Texto del documento

╔══

Vosotros, en cambio, no es así como habéis aprendido a Cristo, si es que es él a quien habéis oído y en él fuisteis adoctrinados, tal como es la verdad en Cristo Jesús; es decir, a abandonar el anterior modo de vivir, el hombre viejo corrompido por deseos seductores, a renovaron en la mente y en el espíritu y a vestiros de la nueva condición humana creada a imagen de Dios: justicia y santidad verdaderas.
 

SEGUNDA LECTURA

San Máximo de Turín, Sermón 59 (2-4: CCL 23, 236-238)

El bautismo del Señor es nuestra sepultura

Leemos en las Escrituras que la salvación de todo el género humano fue conseguida al precio de la sangre del Salvador, como dice el apóstol Pedro: Os rescataron, no con bienes efímeros, con oro o plata, sino al precio de la sangre de Cristo, el cordero sin defecto ni mancha. Por tanto, si el precio de nuestra vida es la sangre del Señor, debes llegar a la conclusión de que lo que ha sido rescatado no estanto aquella terrena fragilidad del campo, como la sempiterna incolumidad del mundo entero. Dice, en efecto, el evangelista: Porque Cristo no vino al mundo para condenar al mundo, sino para que el mundo se salve por él.

Pero quizá me preguntes: si el campo es el mundo, ¿quién es el alfarero capaz de ejercer el dominio sobre el mundo? Si no me equivoco, ese alfarero es el mismo que modeló de la arcilla del suelo los vasos de nuestro cuerpo, y del que dice la Escritura: Dios modeló al hombre de arcilla del suelo. El es el alfarero que, con sus manos, nos creó para la vida y por Cristo nos recreó para la gloria, como dice el Apóstol: Nos vamos transformando en su imagen con resplandor creciente; es decir, nosotros que, por nuestros pecados, caímos de la condición originaria, en el segundo nacimiento somos reparados por la misericordia de este alfarero. O dicho de otra forma: nosotros que por la transgresión de Adán nos precipitamos a la muerte, resucitemos nuevamente a la vida por la gracia del Salvador.

╚══

Enunciado
Indica si cada afirmación concuerda con el texto del documento, respondiendo sí o no y citando literalmente las palabras que lo deciden.
1. Según el apóstol Pedro, fuimos rescatados con oro o plata.
2. El texto dice que Dios modeló al hombre de arcilla del suelo.
3. Según el evangelista, Cristo vino al mundo para condenar al mundo.

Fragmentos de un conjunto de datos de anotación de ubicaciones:
╔══

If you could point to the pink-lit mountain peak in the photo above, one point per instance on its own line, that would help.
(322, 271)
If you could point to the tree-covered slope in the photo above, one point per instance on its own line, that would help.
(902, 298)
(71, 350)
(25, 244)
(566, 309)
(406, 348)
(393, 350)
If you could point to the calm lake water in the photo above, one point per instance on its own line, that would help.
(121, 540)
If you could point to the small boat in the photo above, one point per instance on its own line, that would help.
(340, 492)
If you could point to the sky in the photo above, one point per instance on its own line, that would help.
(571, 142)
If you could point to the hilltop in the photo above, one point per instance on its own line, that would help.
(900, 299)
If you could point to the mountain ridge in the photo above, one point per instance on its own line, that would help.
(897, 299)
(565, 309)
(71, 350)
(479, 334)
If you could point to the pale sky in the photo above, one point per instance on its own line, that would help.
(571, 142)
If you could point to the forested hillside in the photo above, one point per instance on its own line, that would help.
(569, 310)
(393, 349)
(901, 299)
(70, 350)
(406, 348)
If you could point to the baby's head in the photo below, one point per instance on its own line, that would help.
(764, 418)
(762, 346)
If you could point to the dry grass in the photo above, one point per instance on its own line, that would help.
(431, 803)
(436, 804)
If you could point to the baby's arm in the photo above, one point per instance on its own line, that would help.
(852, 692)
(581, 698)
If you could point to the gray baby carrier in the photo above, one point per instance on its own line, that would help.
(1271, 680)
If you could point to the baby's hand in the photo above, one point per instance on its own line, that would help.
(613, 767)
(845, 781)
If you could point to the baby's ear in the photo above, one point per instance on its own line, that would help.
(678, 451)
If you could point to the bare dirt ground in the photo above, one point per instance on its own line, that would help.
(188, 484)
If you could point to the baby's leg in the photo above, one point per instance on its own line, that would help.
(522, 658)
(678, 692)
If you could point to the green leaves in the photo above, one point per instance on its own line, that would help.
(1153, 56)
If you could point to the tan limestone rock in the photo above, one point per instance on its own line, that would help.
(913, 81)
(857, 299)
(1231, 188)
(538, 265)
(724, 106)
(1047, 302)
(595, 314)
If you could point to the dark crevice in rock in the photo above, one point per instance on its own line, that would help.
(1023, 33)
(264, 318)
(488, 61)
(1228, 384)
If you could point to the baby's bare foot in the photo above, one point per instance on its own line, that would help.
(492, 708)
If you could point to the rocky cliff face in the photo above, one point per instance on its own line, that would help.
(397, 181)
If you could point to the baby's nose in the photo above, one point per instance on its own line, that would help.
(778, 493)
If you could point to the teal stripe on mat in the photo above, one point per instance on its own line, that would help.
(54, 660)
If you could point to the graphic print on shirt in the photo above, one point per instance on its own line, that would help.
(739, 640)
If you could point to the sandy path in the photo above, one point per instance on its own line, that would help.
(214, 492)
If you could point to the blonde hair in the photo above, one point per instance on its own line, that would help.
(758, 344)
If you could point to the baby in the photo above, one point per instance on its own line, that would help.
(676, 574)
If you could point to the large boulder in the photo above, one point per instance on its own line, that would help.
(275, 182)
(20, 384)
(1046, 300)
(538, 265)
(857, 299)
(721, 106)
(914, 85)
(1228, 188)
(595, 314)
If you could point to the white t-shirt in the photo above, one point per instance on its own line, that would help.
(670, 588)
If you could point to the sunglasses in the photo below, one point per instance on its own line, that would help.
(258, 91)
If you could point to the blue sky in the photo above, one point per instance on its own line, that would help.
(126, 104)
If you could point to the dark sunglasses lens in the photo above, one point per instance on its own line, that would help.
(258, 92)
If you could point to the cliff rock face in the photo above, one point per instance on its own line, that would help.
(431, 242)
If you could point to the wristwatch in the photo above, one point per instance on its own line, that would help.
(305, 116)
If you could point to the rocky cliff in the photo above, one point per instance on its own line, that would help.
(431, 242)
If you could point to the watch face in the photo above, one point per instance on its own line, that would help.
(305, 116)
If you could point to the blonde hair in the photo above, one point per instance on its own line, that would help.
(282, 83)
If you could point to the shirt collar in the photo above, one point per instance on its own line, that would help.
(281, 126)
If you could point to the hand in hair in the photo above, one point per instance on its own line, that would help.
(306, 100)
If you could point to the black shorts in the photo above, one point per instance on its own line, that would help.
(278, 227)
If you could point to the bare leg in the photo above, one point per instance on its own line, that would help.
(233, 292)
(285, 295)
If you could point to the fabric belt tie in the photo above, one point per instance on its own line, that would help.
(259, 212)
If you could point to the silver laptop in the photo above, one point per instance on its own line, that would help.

╚══

Solución
1. No: «Os rescataron, no con bienes efímeros, con oro o plata, sino al precio de la sangre de Cristo, el cordero sin defecto ni mancha».
2. Sí: «Dios modeló al hombre de arcilla del suelo».
3. No: «Porque Cristo no vino al mundo para condenar al mundo, sino para que el mundo se salve por él».